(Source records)
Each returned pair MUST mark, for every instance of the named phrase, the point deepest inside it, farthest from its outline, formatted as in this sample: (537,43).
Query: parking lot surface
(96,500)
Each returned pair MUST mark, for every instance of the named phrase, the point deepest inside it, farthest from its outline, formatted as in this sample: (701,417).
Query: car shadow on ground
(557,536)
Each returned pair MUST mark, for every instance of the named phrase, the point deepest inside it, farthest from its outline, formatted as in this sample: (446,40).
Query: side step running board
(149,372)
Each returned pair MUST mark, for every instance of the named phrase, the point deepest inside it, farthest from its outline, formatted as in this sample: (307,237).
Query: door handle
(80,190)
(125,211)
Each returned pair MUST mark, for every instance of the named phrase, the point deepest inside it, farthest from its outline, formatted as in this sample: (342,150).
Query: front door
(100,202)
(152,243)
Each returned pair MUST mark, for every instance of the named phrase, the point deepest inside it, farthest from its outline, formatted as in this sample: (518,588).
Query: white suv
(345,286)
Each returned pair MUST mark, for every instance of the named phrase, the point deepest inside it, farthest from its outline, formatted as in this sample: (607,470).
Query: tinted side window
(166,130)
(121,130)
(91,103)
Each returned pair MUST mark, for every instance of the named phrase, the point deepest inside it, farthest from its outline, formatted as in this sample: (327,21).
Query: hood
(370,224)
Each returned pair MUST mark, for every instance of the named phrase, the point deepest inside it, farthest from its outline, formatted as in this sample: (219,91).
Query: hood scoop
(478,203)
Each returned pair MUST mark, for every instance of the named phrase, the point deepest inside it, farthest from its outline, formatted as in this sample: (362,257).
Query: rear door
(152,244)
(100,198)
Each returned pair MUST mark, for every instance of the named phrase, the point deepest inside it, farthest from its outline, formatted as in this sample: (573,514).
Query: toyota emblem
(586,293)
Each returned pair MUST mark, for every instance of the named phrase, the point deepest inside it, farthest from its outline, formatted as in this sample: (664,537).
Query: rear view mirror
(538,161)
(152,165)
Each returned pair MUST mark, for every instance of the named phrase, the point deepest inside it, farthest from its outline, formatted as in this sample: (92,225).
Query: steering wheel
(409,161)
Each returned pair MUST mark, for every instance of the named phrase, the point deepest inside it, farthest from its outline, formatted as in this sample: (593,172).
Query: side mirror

#### SET TASK:
Repeat the rows from the line that contains "this sample: (664,537)." through the end of the rows, swapping "Query" for "Label" and leaving everything else as it is.

#### CORRECT ANSWER:
Each returned pair MUST mark, for every instance of the named phrase, the point deepest inside it, farthest from its outline, formatted as in this sample: (664,537).
Label: rear view mirror
(538,161)
(152,165)
Each returned pair MUST mark, for every instance of the named phrase, the point deepest inside it, farthest from its outline, formatted as in this sample: (92,225).
Label: steering wheel
(409,161)
Each returned pair MUST mark, for every instance of the named phrase, the point deepest inside it, farthest from its outline, formatted as in this sample: (593,172).
Label: side mirror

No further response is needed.